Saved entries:

§ §

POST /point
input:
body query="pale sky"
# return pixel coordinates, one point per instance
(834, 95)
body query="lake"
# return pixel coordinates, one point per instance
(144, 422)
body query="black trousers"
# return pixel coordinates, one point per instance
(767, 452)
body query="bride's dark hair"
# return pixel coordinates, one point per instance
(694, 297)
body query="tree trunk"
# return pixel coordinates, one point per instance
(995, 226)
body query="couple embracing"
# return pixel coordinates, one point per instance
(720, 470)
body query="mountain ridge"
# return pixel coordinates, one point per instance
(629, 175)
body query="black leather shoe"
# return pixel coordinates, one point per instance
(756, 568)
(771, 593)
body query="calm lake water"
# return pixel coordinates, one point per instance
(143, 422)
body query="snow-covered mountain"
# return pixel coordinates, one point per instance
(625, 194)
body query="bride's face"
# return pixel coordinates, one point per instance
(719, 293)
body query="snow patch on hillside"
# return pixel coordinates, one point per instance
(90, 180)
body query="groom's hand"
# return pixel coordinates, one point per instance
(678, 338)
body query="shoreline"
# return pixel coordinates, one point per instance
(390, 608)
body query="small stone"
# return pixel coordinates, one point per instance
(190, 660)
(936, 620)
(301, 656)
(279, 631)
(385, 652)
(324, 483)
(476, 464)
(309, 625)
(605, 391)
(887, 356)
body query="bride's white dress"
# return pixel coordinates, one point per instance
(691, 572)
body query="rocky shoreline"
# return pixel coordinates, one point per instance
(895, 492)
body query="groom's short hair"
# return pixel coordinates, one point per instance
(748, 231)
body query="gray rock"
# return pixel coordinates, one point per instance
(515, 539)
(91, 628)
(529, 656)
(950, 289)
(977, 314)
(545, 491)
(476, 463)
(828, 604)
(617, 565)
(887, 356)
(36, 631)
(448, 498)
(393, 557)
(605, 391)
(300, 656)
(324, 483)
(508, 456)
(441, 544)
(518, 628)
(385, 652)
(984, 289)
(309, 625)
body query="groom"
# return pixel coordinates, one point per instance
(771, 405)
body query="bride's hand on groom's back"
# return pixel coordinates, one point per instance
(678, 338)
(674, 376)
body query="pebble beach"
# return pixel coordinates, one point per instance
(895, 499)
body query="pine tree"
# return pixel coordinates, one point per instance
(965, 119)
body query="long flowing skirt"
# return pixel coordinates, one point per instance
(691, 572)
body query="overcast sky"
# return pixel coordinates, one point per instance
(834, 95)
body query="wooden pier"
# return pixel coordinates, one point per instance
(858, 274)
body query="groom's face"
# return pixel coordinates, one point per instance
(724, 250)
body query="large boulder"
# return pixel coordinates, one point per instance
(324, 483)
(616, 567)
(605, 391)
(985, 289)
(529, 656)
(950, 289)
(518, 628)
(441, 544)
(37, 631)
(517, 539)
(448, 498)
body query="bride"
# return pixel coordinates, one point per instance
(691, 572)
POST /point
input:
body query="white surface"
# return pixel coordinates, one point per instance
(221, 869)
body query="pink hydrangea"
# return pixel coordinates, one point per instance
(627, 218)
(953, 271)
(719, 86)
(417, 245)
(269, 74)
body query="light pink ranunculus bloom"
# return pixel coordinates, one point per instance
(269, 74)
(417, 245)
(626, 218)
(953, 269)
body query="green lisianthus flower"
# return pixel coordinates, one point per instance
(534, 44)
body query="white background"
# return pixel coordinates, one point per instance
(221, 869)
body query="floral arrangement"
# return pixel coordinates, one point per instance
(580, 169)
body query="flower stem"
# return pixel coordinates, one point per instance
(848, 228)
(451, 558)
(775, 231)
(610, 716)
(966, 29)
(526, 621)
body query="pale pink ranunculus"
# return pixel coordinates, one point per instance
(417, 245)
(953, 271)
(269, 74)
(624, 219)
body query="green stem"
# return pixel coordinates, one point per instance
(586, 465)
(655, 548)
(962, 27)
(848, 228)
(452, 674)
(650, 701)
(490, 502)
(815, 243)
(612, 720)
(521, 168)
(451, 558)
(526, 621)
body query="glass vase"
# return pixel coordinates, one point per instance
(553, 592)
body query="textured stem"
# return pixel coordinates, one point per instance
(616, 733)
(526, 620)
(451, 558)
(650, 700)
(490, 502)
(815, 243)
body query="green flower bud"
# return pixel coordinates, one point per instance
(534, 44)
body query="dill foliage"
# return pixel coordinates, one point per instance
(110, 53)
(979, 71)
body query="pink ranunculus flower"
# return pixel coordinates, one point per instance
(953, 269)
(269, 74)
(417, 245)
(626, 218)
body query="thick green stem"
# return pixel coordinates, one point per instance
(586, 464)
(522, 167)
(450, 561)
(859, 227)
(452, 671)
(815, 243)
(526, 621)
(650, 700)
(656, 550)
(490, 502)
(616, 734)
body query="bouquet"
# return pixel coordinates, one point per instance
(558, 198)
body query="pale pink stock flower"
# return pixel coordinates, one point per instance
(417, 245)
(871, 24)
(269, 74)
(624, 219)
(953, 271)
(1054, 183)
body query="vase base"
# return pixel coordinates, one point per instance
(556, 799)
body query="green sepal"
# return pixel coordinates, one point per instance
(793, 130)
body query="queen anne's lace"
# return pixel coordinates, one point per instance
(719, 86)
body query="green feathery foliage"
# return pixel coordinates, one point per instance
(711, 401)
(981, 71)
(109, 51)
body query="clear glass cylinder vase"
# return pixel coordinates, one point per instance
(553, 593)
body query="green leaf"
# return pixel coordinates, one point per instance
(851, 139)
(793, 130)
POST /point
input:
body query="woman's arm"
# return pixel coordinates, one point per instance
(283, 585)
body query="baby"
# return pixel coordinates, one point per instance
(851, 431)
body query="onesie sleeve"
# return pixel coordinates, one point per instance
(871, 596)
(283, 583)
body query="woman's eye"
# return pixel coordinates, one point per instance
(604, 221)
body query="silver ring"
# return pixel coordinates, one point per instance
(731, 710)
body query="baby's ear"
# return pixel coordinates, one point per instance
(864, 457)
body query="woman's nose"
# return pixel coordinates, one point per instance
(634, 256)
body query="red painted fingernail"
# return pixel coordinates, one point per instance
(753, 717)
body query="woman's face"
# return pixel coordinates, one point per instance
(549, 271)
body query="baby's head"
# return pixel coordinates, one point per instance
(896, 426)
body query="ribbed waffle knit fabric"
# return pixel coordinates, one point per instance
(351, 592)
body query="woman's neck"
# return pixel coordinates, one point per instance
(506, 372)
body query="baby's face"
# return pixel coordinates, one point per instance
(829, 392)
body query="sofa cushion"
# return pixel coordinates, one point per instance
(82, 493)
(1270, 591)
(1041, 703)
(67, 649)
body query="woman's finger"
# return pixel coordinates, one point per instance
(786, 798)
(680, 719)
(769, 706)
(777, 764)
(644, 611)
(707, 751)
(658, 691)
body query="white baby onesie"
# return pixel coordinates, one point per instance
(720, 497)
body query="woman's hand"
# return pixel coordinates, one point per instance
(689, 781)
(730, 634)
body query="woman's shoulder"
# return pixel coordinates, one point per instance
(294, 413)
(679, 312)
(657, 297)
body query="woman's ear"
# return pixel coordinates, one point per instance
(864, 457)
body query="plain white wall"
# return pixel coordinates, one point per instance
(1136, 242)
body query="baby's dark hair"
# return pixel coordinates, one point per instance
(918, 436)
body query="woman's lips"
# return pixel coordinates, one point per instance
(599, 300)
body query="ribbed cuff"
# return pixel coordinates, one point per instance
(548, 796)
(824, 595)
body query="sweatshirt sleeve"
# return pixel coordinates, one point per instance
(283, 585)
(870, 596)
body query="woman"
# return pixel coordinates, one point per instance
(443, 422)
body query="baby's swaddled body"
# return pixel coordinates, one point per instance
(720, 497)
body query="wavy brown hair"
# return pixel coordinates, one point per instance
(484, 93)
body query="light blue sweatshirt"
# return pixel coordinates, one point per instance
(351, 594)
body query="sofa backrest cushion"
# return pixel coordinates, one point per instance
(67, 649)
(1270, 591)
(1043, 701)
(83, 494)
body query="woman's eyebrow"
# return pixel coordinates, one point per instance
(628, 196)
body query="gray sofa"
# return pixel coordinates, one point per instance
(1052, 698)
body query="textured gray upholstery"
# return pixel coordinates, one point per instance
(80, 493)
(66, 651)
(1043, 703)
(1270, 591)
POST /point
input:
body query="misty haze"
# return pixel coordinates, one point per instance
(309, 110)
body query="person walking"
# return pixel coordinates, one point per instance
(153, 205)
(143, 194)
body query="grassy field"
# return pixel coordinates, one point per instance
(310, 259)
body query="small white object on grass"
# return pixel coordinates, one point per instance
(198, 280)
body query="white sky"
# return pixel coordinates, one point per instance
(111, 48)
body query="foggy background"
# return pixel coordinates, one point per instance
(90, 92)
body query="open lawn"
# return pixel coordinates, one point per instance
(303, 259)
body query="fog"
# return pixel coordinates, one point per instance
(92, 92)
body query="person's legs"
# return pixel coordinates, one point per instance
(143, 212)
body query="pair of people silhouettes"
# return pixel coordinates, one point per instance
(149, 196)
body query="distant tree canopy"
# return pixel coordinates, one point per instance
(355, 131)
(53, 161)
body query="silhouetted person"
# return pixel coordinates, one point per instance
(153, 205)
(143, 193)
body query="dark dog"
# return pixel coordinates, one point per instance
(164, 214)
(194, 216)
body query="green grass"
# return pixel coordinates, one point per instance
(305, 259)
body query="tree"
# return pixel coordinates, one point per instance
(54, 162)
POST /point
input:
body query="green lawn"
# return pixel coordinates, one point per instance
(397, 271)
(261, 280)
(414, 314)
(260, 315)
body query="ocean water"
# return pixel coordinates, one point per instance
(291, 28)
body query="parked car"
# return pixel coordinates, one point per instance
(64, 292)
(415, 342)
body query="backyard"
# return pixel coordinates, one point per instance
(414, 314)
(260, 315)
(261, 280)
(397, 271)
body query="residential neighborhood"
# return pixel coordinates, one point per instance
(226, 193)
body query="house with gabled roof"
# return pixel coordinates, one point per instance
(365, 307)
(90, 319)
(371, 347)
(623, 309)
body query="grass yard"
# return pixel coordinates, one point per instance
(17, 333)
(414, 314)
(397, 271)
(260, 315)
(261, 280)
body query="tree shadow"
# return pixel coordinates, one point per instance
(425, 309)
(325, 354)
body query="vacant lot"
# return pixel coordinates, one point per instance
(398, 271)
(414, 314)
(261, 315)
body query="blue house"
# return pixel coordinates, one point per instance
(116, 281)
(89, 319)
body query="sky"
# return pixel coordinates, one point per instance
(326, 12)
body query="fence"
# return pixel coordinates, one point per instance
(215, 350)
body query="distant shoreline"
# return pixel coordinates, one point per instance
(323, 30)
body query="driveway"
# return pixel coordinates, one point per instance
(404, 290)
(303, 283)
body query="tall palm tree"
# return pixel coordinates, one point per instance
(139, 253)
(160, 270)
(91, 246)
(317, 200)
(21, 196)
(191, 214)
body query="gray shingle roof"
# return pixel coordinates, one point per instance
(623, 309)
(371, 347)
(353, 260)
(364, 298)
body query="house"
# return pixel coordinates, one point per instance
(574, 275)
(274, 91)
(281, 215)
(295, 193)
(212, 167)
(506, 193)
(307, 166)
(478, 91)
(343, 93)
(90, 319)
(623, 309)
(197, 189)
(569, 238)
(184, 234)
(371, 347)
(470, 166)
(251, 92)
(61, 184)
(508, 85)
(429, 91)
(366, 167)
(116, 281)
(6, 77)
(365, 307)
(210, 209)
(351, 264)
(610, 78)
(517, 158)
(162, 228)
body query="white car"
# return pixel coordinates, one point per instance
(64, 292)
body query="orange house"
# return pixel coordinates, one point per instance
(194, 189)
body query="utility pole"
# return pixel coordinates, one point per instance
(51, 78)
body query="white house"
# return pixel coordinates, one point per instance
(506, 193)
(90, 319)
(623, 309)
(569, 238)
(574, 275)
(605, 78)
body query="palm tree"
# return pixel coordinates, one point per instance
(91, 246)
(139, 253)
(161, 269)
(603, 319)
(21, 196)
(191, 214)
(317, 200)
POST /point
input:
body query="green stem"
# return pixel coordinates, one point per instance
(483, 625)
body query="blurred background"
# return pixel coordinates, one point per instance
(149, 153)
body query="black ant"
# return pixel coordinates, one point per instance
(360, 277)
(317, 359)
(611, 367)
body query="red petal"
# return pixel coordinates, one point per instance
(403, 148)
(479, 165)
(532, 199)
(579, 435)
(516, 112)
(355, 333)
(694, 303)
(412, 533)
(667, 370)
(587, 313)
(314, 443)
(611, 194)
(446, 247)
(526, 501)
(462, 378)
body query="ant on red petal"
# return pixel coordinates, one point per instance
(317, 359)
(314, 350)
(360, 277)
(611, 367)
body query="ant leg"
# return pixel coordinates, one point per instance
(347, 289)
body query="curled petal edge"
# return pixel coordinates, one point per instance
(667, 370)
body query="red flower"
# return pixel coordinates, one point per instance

§ §

What you need to do: Some lines of the data may hold the word "woman". Say how many do, with nothing else.

Result of the exercise: 12